▸ SHORT TASK: Rescale the listing below by copying every line, requests included, with each answer coordinate multiplied by 1.4 and rounded to a whole number (halves round up). Omit the pictures from your copy.

[Pointing dataset records]
━━━━━━

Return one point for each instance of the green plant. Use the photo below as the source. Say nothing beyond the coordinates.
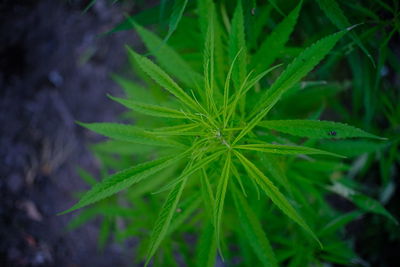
(220, 147)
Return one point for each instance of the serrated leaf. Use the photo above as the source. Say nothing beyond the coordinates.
(316, 129)
(163, 79)
(86, 176)
(274, 194)
(207, 194)
(177, 12)
(146, 17)
(275, 41)
(129, 133)
(286, 149)
(123, 179)
(152, 110)
(169, 59)
(351, 148)
(336, 15)
(237, 43)
(299, 68)
(207, 247)
(191, 169)
(164, 219)
(220, 197)
(253, 230)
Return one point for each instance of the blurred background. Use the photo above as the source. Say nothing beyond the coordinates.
(55, 69)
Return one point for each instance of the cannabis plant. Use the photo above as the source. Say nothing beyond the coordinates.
(218, 160)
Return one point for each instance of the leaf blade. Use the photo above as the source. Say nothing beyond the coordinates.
(274, 194)
(253, 230)
(122, 180)
(316, 129)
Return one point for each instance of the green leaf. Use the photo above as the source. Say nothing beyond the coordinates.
(129, 133)
(163, 79)
(237, 43)
(275, 41)
(164, 219)
(146, 17)
(191, 169)
(286, 149)
(220, 197)
(371, 205)
(152, 110)
(335, 14)
(274, 194)
(169, 59)
(299, 68)
(253, 230)
(316, 129)
(207, 247)
(177, 12)
(123, 179)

━━━━━━

▸ COMPLETE RESPONSE:
Return one point for each instance of the green plant. Use the photo below as the source. Say nothing beyond the coordinates.
(308, 206)
Return one point for each instance of the serrated leaf. Use the photo above as the source. Say nothing beyond the coordinates.
(442, 181)
(228, 111)
(120, 246)
(384, 272)
(290, 272)
(248, 17)
(204, 24)
(385, 57)
(181, 186)
(400, 209)
(172, 251)
(213, 154)
(237, 83)
(491, 207)
(470, 21)
(332, 60)
(419, 95)
(290, 346)
(267, 237)
(230, 307)
(308, 276)
(354, 322)
Return one point for each instance of the blurred background. Use the photo above as the source. Say nothing beyond the coordinates.
(77, 97)
Return one point for each instance of the cannabis plant. Use the photo above as the source. Say nothing beyond the coordinates.
(305, 224)
Return one point for each instance of the leaf blade. Use the photo above as the source. Say nothing beyond the coordinates.
(384, 272)
(354, 322)
(171, 252)
(442, 181)
Return one point for each instance of the green leaf. Use the photo above as the source. Say nothing beyond the coordinates.
(181, 186)
(228, 111)
(332, 60)
(385, 57)
(230, 307)
(204, 24)
(267, 237)
(400, 209)
(308, 276)
(519, 287)
(213, 154)
(469, 20)
(384, 272)
(237, 83)
(419, 95)
(354, 322)
(442, 181)
(290, 346)
(248, 17)
(172, 251)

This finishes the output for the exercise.